Photo-based referring expression data:
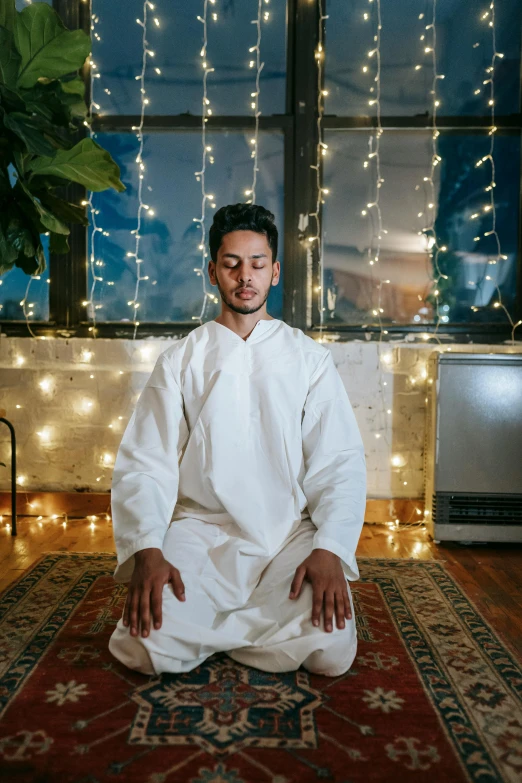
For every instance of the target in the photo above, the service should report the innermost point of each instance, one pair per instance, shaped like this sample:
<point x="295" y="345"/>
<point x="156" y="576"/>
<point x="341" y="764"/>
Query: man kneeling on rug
<point x="239" y="488"/>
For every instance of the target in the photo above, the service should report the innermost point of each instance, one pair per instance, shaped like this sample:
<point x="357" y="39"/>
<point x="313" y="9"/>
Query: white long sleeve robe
<point x="252" y="435"/>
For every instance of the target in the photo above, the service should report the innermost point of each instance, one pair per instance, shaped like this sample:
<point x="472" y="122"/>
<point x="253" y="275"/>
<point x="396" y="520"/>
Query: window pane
<point x="463" y="48"/>
<point x="351" y="284"/>
<point x="170" y="238"/>
<point x="176" y="44"/>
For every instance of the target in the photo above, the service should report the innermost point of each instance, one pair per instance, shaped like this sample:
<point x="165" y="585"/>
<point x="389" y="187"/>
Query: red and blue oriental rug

- _EXERCISE DESCRIPTION_
For this exercise, transcribe the entries verbatim and skip all pictures.

- _EXERCISE ANSWER_
For every instance of the target in the photo above, the service should report the innermost point of each instance, one pair per instance, shaped like this sample:
<point x="295" y="345"/>
<point x="156" y="576"/>
<point x="341" y="764"/>
Query: man kneeling on rug
<point x="239" y="488"/>
For every instance of the target in the photo above, the service should report the innermost point of each instance, one pair per instance, shaped like this sample:
<point x="357" y="39"/>
<point x="313" y="9"/>
Query: white long sleeve robe
<point x="252" y="435"/>
For every instance of the target in the photo above, the service should report the innermost point of each instance, one pair per instance, shaped like this sample:
<point x="472" y="122"/>
<point x="253" y="275"/>
<point x="396" y="520"/>
Query: window pane
<point x="463" y="48"/>
<point x="351" y="284"/>
<point x="170" y="238"/>
<point x="176" y="44"/>
For every instance of the target in the photo above, the service should report the innermost point of each instance, one pair per instance, shaped like this sample:
<point x="165" y="585"/>
<point x="389" y="187"/>
Query: red and blue oriental rug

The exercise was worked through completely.